Text:
In return the company has acquired more than 22 sq km of land elsewhere in Arizona that it will give in exchange to the US government. The land swap agreement took six years to go through the US Congress.
At the same time there are 11 different Native American tribes and communities that use the area around the Resolution site and must be consulted over the mine plans, a process that will take years.
“We don’t know what the costs are until we understand the full range of alternatives and mitigation measures that will be required,” the company says.
Under the terms of the act that confirmed Rio’s land exchange deal, one cultural landmark, the mountain ridge of Apache Leap, is protected.
Controversy persists, however, over Oak Flat’s use as a cultural site. Apache groups say it will be lost as an important religious area. Access will be blocked and the site changed irrevocably say critics.
As Rio mines, subsidence caused by excavation deep underground is expected to form a crater 2.4km across and 300m deep.
The copper
To describe the size of the copper deposit at Resolution miners point to a mountain across the valley. The “ore body”, they say, is a small underground mountain: about 600m high and covering an area about 2km by 1.5km.
“There are probably three or four companies in the world that have the capability to develop a project like this,” says Andrew Taplin, chief executive of the Rio Tinto-BHP Billiton joint venture.
Resolution is also relatively high-grade: its copper content is better than many other sites. But that is still only about 1.5 per cent copper. Rio assumes the mine will produce around 400,000 tonnes of the metal annually but to do so it will mine that much ore every four days.
Lower grade deposits can be economic. Rio and BHP are partners at Escondida, the world’s largest copper mine in Chile, where the resource grade is 0.6 per cent. But this is an open-pit mine where it is easier to gain economies of scale with huge trucks: not an option underground.

Stored data:
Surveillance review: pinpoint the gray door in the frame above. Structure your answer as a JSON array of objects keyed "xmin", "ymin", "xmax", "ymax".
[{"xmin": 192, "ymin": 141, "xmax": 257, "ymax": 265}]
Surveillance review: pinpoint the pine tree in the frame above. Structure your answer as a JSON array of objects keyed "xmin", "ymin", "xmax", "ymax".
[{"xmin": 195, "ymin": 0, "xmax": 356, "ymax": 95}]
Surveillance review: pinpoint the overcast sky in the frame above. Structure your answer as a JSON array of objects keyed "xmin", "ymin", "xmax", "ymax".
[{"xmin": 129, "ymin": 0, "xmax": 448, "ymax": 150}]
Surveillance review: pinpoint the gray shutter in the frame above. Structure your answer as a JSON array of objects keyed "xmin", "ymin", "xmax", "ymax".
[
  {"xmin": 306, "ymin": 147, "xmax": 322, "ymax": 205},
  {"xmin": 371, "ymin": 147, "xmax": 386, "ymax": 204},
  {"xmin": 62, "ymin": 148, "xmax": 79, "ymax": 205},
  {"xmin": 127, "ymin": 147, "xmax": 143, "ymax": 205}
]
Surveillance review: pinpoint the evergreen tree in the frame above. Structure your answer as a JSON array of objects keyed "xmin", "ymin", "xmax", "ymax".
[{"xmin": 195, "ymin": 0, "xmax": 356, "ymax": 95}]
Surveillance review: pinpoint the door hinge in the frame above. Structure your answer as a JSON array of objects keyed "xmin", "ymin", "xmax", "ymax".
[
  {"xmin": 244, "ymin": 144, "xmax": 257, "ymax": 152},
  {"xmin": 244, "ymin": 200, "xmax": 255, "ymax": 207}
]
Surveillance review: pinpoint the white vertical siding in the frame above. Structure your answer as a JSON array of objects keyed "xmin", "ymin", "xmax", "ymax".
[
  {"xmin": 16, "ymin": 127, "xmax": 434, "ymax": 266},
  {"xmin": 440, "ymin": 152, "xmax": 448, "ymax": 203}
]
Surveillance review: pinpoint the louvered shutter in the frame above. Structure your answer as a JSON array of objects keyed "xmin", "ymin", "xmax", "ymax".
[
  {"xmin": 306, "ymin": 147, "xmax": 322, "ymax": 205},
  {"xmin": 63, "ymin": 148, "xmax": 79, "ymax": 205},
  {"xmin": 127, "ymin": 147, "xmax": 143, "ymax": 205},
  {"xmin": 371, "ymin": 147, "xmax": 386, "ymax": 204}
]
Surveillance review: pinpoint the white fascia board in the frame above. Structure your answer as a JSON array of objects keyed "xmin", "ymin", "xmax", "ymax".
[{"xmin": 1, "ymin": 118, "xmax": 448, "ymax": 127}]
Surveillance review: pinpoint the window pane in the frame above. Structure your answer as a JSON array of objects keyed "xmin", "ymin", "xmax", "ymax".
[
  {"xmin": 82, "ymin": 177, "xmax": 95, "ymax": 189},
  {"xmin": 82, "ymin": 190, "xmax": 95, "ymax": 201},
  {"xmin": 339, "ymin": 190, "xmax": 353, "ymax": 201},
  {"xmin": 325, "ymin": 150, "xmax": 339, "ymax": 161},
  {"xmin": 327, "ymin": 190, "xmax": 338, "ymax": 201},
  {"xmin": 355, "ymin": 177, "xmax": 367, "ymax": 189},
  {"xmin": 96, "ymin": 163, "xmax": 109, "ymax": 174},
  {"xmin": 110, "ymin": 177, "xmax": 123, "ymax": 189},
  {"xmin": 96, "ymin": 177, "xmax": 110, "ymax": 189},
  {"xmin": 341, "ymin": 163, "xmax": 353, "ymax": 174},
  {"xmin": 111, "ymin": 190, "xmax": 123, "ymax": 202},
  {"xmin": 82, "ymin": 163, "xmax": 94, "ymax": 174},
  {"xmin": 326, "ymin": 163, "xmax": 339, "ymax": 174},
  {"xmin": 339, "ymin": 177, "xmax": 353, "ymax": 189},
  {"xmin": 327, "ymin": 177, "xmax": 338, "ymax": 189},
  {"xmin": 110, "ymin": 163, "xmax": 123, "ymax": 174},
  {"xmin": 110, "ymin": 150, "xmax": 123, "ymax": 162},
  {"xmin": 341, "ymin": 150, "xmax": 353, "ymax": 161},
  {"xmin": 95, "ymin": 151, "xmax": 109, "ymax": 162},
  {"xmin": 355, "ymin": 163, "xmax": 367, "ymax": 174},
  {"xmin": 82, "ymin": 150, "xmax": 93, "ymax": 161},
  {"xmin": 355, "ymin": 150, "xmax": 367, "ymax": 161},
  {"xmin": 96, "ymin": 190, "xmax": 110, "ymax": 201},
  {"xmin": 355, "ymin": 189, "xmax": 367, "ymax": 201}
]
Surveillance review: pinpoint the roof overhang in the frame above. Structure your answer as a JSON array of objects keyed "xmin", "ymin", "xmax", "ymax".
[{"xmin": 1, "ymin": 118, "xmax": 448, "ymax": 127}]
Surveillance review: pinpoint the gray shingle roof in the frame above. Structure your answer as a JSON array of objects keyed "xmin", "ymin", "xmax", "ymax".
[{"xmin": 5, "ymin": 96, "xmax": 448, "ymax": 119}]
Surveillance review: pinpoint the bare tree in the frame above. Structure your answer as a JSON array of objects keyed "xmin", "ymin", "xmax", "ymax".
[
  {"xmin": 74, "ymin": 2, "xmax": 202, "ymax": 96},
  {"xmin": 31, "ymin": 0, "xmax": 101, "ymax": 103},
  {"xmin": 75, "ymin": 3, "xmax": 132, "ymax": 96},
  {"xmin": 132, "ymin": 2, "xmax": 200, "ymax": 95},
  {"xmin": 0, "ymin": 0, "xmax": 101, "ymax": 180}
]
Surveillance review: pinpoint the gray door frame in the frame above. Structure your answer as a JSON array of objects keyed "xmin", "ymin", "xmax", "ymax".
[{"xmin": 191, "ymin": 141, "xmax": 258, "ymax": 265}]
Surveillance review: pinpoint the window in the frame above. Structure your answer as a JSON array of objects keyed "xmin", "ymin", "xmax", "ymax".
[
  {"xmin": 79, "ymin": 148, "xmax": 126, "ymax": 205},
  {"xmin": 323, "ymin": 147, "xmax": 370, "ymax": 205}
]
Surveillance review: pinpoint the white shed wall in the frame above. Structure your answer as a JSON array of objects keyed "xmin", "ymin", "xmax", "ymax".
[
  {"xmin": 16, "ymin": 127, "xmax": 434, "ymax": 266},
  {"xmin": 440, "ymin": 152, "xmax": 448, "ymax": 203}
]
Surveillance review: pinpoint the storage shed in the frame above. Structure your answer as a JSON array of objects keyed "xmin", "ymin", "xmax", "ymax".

Tasks to perform:
A - According to the text about the Resolution copper mine, how large a crater is subsidence from the underground excavation expected to form?
B - Write the next part of the text about the Resolution copper mine, starting after its final sentence.

Expected results:
A - A crater 2.4 km across and 300 m deep.

B -
Environmental impact
How the mine manages the waste from processing the ore is an issue that will be extensively discussed. Resolution’s plan is to store 1.5bn tonnes of so-called tailings, spread over 18 sq km, behind what will eventually be a 175m high dam on National Forest land.
Local residents have complained in the past about dust and the visual intrusion from mine dumps in the area. But Resolution says these have been cleaned up over a decade at a cost of $30m.
The tailings are not hazardous or toxic, says the company, which insists that the small trace elements, such as lead and arsenic that are found in the waste, will be safely stored.
Tailings storage has come under scrutiny since a dam collapse in Brazil in November 2015 killed 19 people, devastated villages and contaminated rivers. A report into the disaster found that part of the dam had been built over material that then liquefied and deformed under pressure.
Technical challenges
Resolution’s copper is between 1,500m and 2,100m below ground. Rio has sunk one shaft to the appropriate depth but expects to need at least four more. Then miners have to create a system of tunnels under the ore.
At that stage the copper-bearing rock is mined from below: it caves in as it is being worked on and is funnelled downwards. It is then collected and hauled out of the mine for processing.
Water enters the existing shaft at 2,273 litres a minute so the company has to try to control that via a pumping operation. It also has to create a massive ventilation system to keep the air in the mine breathable and at a comfortable temperature.
The rock at this level reaches temperatures of about 70C.
Under the proposal mined ore would travel underground, using a tunnel from an earlier mine, to a concentrator plant.
The resulting slurry of copper concentrate will be piped a further 35km to another plant to be filtered and loaded on to rail cars for shipment to customers.